## Records supplied
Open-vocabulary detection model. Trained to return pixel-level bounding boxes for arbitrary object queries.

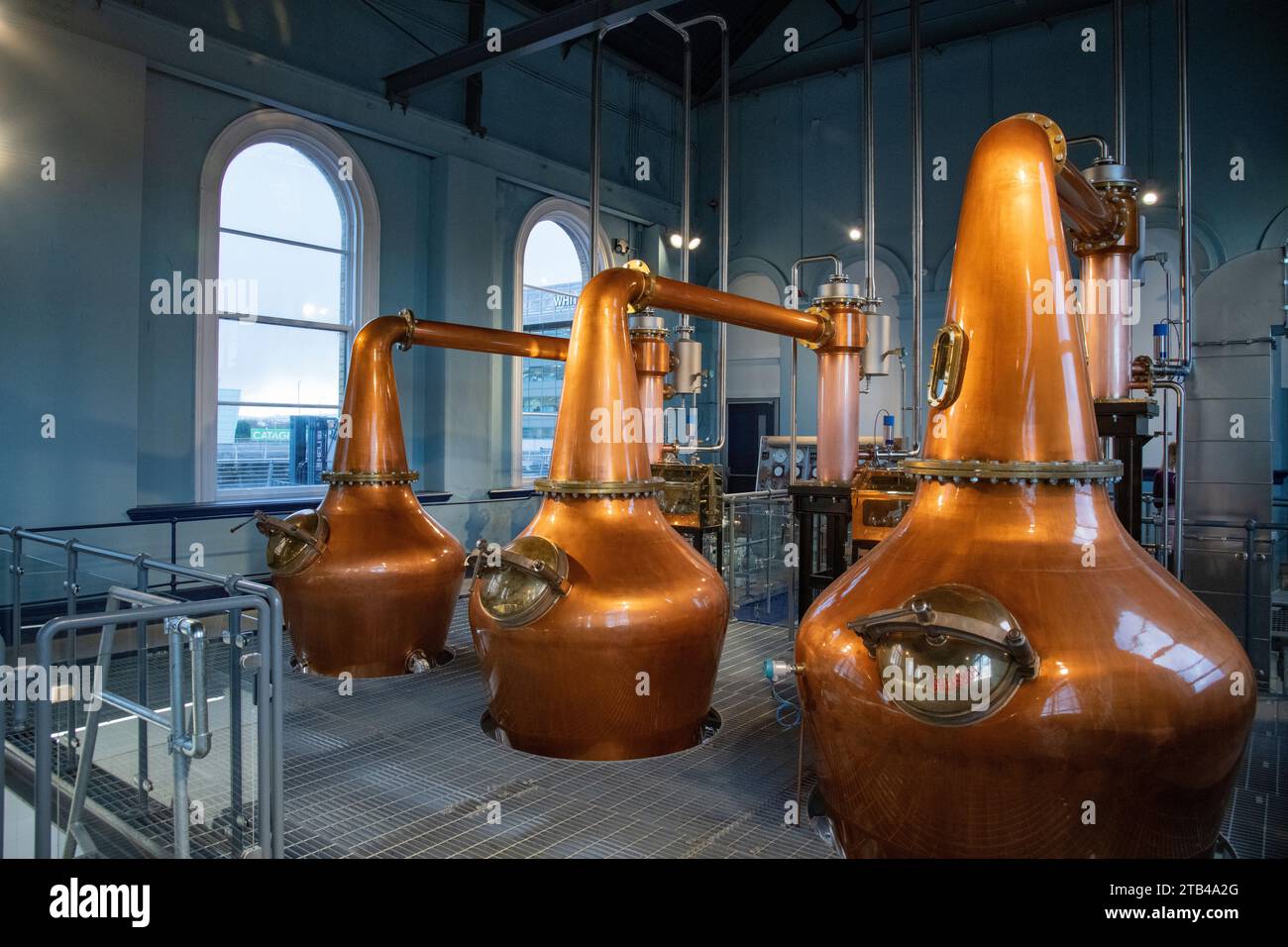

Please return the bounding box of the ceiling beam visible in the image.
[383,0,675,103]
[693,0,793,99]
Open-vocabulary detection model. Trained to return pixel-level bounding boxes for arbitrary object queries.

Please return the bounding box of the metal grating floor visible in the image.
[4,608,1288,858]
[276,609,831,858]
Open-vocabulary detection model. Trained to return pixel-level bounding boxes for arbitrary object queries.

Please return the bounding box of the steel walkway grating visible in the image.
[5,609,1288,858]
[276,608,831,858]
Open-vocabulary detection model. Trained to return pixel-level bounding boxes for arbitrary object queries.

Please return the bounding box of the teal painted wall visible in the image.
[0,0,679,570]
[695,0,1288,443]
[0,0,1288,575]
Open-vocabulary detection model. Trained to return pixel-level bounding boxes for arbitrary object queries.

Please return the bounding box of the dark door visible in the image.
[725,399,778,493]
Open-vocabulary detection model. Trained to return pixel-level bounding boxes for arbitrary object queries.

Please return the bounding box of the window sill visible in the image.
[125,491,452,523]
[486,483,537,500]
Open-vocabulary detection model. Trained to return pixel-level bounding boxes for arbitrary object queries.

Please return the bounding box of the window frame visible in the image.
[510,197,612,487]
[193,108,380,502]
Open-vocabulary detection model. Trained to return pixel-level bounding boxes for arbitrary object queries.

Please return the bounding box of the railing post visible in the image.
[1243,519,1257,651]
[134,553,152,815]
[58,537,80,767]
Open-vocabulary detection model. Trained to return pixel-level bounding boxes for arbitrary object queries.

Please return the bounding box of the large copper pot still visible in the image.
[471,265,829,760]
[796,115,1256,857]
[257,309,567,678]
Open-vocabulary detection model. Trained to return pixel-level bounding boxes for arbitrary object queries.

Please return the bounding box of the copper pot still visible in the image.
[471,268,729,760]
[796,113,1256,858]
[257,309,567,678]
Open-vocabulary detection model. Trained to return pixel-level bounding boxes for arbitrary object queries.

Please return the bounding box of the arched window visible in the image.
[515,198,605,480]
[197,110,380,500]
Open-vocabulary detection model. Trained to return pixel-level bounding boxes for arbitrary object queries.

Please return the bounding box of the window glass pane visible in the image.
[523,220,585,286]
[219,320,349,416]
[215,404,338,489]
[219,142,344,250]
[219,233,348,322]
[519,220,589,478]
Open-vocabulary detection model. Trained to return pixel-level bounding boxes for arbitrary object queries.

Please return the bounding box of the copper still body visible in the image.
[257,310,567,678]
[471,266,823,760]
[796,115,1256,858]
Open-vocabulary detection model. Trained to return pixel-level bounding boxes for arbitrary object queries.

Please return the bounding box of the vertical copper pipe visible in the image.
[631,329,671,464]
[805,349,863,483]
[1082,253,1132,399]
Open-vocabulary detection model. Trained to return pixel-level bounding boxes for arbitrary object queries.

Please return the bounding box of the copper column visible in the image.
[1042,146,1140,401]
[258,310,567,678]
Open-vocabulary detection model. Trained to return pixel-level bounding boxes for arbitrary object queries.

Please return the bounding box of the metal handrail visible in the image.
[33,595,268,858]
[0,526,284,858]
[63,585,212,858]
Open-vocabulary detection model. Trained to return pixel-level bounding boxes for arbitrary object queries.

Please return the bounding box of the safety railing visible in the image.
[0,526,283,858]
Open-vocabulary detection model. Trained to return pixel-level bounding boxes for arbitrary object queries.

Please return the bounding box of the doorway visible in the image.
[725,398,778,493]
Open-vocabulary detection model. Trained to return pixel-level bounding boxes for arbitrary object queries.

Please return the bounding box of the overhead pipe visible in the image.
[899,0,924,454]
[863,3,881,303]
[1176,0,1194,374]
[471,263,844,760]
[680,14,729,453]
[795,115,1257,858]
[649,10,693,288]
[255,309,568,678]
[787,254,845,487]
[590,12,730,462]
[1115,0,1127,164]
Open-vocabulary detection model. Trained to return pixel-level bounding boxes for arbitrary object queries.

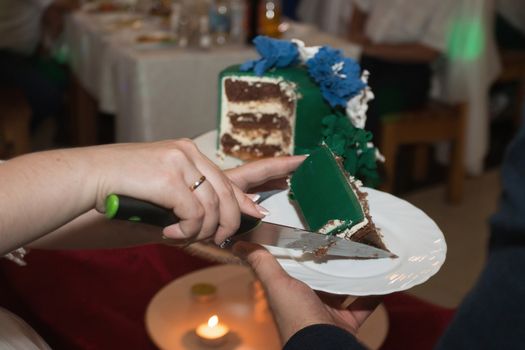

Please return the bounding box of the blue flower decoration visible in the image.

## Task instructions
Please reproduce everything from the start of the records down to the line containing "[276,609,831,858]", replacing "ceiling beam" with "roof beam" and leaving all else unchanged. Leave the pictures out of your answer.

## Solution
Open-vocabulary detection model. Trained to return pixel-level bounding boxes for arbitrary object queries.


Please return the bounding box of the roof beam visible in the image.
[383,0,675,103]
[693,0,793,99]
Open-vocabulary detection model. Trained to return pixel-level bounding boxes for arbitrary object queries.

Please return the bounding box of the metal grating floor visible in the image.
[4,608,1288,858]
[276,609,831,858]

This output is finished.